> **Exercise brief**
Output the entire listing without altering anything.

> **Data provided**
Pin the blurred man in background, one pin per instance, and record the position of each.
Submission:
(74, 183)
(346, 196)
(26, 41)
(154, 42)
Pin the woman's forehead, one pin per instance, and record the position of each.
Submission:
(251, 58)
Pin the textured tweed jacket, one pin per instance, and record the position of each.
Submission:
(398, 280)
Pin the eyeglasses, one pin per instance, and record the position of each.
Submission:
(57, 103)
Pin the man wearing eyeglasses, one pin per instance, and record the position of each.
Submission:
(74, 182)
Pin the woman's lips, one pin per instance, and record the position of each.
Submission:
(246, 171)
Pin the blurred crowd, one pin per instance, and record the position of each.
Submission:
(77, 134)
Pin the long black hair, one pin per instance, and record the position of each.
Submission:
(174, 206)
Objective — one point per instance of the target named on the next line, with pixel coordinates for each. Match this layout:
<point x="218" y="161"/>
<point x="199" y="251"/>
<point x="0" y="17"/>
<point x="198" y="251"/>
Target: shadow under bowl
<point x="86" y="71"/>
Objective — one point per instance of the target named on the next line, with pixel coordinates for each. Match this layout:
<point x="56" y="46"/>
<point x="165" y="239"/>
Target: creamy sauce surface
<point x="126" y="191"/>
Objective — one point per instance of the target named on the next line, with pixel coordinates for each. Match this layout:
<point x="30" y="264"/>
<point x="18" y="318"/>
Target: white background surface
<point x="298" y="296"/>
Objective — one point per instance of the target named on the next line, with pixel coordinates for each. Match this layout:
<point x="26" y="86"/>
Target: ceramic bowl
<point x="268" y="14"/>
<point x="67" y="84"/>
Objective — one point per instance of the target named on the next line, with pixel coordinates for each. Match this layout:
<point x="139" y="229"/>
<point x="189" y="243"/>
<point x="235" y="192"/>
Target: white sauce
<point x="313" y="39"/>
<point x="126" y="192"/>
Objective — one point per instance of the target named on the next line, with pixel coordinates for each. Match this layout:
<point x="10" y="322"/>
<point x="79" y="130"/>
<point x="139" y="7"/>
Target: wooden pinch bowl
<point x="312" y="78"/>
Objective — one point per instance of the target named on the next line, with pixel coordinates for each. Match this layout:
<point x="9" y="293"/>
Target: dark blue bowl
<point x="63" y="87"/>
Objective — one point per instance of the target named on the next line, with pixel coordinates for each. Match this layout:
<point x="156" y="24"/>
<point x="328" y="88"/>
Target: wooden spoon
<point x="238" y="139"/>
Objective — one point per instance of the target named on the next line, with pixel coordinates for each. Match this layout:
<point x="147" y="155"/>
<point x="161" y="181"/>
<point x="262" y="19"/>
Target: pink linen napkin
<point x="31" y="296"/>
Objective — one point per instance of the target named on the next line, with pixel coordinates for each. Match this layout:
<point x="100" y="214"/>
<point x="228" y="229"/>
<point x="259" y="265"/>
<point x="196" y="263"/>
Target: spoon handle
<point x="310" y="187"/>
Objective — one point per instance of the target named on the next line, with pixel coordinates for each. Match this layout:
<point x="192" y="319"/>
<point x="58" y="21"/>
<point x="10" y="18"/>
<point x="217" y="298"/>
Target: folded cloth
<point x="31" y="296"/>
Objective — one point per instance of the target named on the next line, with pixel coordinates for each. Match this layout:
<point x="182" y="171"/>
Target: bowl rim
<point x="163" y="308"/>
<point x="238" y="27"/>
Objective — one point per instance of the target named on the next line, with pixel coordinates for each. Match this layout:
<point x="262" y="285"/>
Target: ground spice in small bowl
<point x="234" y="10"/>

> **Response to this exercise**
Pin the blurred man in background, one pin per instance, and record the position of each.
Submission:
(74, 183)
(346, 196)
(26, 41)
(154, 42)
Pin the woman's forehead, one pin per instance, and record the position of each.
Submission:
(251, 58)
Pin the textured tweed jacket, one pin per instance, and record the position of each.
Submission:
(398, 280)
Pin the eyeglasses, one pin per instance, and record the position of each.
Submission:
(57, 103)
Pin the man wearing eyeglasses, one pin per instance, and record the position of each.
Submission:
(74, 182)
Pin the woman's lips, one pin per instance, and record the position of each.
Submission:
(246, 171)
Pin the blurred crowd, one pin per instance, and record the position of each.
Submission:
(77, 134)
Pin the long black hair, one pin per instance, and record the position of each.
Submission:
(174, 206)
Objective — one point per instance of the target named on the next line, with pixel coordinates for each. Match this layout:
<point x="218" y="161"/>
<point x="199" y="251"/>
<point x="0" y="17"/>
<point x="198" y="251"/>
Target: shadow under bowl
<point x="86" y="71"/>
Objective — one point per instance of the target named on the next line, with pixel coordinates for each. Match this layout:
<point x="56" y="46"/>
<point x="165" y="239"/>
Target: creamy sauce surface
<point x="126" y="191"/>
Objective — one point per instance of the target named on the next line, with pixel coordinates for each. Match this layout:
<point x="30" y="264"/>
<point x="18" y="318"/>
Target: white background surface
<point x="298" y="296"/>
Objective — one point per instance of the target named on the next line, with pixel coordinates for each. Match this layout:
<point x="26" y="86"/>
Target: ceramic bowl
<point x="268" y="14"/>
<point x="67" y="84"/>
Objective — one point per instance of the target named on the next line, with pixel coordinates for each. Match this layout:
<point x="139" y="229"/>
<point x="189" y="243"/>
<point x="235" y="192"/>
Target: white sauce
<point x="313" y="39"/>
<point x="126" y="192"/>
Objective — one point per instance of the target named on the next line, with pixel coordinates for each. Match this layout:
<point x="10" y="322"/>
<point x="79" y="130"/>
<point x="139" y="7"/>
Target: wooden pinch bowl
<point x="312" y="78"/>
Objective — one point per instance of the target named on the next line, with pixel coordinates for each. Match this layout:
<point x="9" y="293"/>
Target: dark blue bowl
<point x="63" y="87"/>
Objective — one point per instance of the target named on the next line, with pixel coordinates for each. Match this layout:
<point x="156" y="24"/>
<point x="328" y="88"/>
Target: wooden spoon
<point x="238" y="139"/>
Objective — one point per instance of the target named on the next line, with pixel coordinates for each. Match this layout:
<point x="147" y="155"/>
<point x="161" y="181"/>
<point x="262" y="19"/>
Target: pink linen napkin
<point x="31" y="296"/>
Objective — one point per instance of the target named on the next line, with pixel coordinates for each. Match this layout:
<point x="100" y="214"/>
<point x="228" y="229"/>
<point x="259" y="265"/>
<point x="196" y="263"/>
Target: spoon handle
<point x="310" y="187"/>
Objective — one point per instance of the target named on the next line, with pixel coordinates for each. Match this layout:
<point x="192" y="319"/>
<point x="58" y="21"/>
<point x="10" y="18"/>
<point x="217" y="298"/>
Target: folded cloth
<point x="31" y="296"/>
Objective — one point per instance of the target named on the next line, with pixel coordinates for each. Match this layout:
<point x="182" y="171"/>
Target: bowl rim
<point x="163" y="308"/>
<point x="238" y="27"/>
Objective — one point per instance of the target named on the next line, with pixel coordinates for each. Match this layout:
<point x="262" y="285"/>
Target: ground spice in small bowl
<point x="234" y="10"/>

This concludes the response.